Exercise description: With the line containing "Target: grass field" as the first line and the last line of the records as the final one, reproduce that range exactly.

Data listing:

***

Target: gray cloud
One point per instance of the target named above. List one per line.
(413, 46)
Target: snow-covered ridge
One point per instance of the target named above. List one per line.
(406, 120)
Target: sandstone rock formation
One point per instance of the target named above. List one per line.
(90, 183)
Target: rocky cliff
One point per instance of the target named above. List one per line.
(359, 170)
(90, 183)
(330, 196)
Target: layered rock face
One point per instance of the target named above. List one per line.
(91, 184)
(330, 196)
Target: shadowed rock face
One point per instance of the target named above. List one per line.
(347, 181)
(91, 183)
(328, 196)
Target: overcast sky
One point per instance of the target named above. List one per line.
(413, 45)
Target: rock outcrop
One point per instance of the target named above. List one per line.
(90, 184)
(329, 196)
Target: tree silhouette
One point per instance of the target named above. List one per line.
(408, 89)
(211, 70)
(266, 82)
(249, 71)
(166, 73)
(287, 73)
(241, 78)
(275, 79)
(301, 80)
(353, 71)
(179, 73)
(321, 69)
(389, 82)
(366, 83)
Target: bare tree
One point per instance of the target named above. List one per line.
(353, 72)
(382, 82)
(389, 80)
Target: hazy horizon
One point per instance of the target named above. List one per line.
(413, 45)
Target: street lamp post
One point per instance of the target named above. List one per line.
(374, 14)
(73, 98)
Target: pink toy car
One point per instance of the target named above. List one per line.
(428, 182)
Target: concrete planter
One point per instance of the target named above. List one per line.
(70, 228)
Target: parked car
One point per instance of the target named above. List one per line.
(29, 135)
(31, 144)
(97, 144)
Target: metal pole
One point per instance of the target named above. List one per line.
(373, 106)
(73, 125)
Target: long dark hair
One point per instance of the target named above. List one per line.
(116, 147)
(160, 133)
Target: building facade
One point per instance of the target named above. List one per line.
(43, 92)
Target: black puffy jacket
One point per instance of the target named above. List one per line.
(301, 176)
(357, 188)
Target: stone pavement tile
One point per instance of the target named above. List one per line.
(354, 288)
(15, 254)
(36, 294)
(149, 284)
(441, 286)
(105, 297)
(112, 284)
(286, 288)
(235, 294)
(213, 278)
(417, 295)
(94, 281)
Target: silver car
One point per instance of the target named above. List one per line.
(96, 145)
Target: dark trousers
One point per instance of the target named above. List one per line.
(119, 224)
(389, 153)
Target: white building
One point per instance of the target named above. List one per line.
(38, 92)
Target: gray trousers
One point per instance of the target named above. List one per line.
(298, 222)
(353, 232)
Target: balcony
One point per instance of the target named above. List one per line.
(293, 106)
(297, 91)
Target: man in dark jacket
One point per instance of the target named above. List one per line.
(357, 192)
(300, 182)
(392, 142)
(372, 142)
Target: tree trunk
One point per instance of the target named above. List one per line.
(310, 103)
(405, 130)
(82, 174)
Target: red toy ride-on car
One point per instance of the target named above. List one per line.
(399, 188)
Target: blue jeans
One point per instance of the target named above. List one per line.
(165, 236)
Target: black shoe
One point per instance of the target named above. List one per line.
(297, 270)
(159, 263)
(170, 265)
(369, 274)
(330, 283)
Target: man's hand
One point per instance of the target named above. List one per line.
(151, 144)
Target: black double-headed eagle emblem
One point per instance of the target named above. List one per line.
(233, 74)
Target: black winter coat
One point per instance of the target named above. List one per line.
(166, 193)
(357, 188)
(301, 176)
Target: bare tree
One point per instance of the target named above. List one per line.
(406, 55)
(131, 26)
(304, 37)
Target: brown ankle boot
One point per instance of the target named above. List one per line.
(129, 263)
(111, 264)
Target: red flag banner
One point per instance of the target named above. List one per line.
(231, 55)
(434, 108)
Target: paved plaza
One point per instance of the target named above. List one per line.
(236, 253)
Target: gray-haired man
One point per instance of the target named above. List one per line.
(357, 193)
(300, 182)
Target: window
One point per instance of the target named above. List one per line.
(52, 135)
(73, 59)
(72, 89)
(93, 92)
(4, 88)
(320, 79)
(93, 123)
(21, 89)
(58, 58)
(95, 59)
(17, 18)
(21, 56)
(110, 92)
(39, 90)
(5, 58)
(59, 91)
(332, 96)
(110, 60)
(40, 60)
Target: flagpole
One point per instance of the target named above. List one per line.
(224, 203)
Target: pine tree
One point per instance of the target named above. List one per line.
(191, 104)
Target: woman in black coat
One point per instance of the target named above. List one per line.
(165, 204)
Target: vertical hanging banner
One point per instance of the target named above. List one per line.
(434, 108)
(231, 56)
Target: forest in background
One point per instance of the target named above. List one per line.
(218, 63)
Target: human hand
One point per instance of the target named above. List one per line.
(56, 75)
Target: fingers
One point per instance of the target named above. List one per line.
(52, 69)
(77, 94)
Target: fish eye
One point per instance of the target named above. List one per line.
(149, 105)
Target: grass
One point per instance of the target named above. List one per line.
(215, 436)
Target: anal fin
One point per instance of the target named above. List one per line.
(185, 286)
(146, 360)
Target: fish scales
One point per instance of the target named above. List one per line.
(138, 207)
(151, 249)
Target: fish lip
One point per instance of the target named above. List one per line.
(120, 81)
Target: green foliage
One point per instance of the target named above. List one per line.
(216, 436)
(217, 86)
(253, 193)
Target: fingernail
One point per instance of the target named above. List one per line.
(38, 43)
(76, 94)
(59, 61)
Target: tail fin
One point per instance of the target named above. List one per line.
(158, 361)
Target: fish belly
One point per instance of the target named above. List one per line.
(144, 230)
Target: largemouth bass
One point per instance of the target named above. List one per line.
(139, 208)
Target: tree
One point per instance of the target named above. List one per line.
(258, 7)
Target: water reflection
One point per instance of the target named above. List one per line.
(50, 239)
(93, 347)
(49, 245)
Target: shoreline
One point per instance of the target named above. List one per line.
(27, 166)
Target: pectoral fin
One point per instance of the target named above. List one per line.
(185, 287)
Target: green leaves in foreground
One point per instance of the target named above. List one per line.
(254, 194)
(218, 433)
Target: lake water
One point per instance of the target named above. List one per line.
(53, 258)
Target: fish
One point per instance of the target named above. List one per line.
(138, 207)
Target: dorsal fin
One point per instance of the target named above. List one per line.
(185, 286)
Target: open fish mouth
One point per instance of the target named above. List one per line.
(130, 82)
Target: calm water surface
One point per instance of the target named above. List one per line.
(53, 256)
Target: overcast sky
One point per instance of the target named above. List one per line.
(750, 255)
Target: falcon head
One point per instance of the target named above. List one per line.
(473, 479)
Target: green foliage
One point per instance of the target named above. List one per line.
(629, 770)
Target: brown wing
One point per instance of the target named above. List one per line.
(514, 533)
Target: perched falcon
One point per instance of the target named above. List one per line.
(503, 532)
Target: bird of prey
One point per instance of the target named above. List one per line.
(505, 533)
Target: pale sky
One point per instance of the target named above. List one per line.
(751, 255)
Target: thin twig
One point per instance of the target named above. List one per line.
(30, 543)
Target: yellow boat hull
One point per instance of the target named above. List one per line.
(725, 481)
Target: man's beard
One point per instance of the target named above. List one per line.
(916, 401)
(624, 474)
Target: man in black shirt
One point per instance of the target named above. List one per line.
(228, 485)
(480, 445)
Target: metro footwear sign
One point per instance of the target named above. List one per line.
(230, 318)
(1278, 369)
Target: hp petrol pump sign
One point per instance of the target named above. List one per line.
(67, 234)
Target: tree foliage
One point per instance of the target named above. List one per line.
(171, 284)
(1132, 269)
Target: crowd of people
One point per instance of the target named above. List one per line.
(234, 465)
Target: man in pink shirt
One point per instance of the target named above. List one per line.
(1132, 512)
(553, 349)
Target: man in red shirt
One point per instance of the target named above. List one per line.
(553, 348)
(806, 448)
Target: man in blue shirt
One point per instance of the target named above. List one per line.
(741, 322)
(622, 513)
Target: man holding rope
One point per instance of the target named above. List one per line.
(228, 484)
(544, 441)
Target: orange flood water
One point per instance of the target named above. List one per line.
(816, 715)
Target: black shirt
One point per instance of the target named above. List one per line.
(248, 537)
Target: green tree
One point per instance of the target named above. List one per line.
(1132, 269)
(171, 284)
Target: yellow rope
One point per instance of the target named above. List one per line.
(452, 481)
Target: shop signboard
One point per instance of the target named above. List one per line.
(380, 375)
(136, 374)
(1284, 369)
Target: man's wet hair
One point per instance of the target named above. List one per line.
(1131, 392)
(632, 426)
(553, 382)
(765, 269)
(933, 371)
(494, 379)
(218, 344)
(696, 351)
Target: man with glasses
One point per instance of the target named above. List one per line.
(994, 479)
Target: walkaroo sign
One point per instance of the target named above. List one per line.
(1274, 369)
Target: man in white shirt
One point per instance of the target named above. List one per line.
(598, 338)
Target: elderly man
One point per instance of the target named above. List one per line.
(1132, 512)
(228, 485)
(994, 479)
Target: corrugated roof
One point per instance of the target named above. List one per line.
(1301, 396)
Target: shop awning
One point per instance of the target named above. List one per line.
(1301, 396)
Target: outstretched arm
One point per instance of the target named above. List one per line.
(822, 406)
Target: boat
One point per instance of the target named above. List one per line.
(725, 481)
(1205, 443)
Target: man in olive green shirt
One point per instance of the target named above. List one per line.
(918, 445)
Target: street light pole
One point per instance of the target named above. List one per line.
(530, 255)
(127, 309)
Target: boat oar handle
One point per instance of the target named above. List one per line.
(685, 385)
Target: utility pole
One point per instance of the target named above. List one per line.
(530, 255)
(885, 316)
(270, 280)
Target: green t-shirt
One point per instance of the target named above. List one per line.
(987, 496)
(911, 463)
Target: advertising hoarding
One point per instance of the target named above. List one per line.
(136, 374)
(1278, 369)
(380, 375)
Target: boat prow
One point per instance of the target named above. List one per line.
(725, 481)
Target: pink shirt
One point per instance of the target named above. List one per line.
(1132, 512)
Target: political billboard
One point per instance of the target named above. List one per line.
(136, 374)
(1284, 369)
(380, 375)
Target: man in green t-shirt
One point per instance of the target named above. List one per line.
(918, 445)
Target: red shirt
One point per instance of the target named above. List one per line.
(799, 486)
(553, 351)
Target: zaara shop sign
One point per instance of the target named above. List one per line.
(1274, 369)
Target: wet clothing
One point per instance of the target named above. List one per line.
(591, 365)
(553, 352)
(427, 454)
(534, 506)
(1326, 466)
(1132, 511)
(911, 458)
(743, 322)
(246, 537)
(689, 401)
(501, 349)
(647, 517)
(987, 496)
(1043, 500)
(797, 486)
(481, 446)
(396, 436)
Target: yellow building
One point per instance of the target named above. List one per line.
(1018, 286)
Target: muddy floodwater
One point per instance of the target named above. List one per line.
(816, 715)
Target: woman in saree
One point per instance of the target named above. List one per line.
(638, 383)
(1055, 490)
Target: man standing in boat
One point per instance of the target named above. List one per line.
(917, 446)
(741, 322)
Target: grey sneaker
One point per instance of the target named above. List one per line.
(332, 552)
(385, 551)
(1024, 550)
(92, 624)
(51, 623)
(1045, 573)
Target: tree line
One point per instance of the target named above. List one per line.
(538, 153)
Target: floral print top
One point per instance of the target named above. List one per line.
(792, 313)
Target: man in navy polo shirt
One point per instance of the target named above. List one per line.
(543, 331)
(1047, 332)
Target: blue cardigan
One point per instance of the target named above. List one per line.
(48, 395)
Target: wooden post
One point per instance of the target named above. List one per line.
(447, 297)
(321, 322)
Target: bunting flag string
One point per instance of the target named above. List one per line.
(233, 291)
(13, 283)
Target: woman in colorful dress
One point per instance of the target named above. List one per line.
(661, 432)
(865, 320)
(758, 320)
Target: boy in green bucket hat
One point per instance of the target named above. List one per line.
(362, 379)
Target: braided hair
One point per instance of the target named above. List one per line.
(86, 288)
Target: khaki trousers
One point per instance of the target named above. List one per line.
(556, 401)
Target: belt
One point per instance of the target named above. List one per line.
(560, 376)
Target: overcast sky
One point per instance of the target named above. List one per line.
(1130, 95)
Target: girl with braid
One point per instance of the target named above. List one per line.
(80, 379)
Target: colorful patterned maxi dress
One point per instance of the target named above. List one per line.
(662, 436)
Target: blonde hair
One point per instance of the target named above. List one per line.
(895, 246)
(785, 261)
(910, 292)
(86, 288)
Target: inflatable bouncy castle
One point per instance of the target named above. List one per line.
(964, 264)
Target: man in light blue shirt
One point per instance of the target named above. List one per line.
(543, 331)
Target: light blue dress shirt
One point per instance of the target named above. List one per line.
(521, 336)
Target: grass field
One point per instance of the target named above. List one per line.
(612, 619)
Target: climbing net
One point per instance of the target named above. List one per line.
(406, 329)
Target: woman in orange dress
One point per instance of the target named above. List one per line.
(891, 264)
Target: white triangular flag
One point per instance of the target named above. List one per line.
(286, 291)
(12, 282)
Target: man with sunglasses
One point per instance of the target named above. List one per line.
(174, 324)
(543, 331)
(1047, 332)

***

Solution:
Target: grass field
One point per instance of the target named above. List one per line.
(612, 619)
Target: climbing net
One point per instance of the target named above. List one per line.
(406, 329)
Target: woman in orange dress
One point per instance of the target named above. List one per line.
(891, 264)
Target: white triangular flag
One point per instance of the target named above. List one per line.
(286, 291)
(12, 282)
Target: man with sunglasses
One point per instance of the target named above. List one per line.
(174, 324)
(543, 331)
(1047, 332)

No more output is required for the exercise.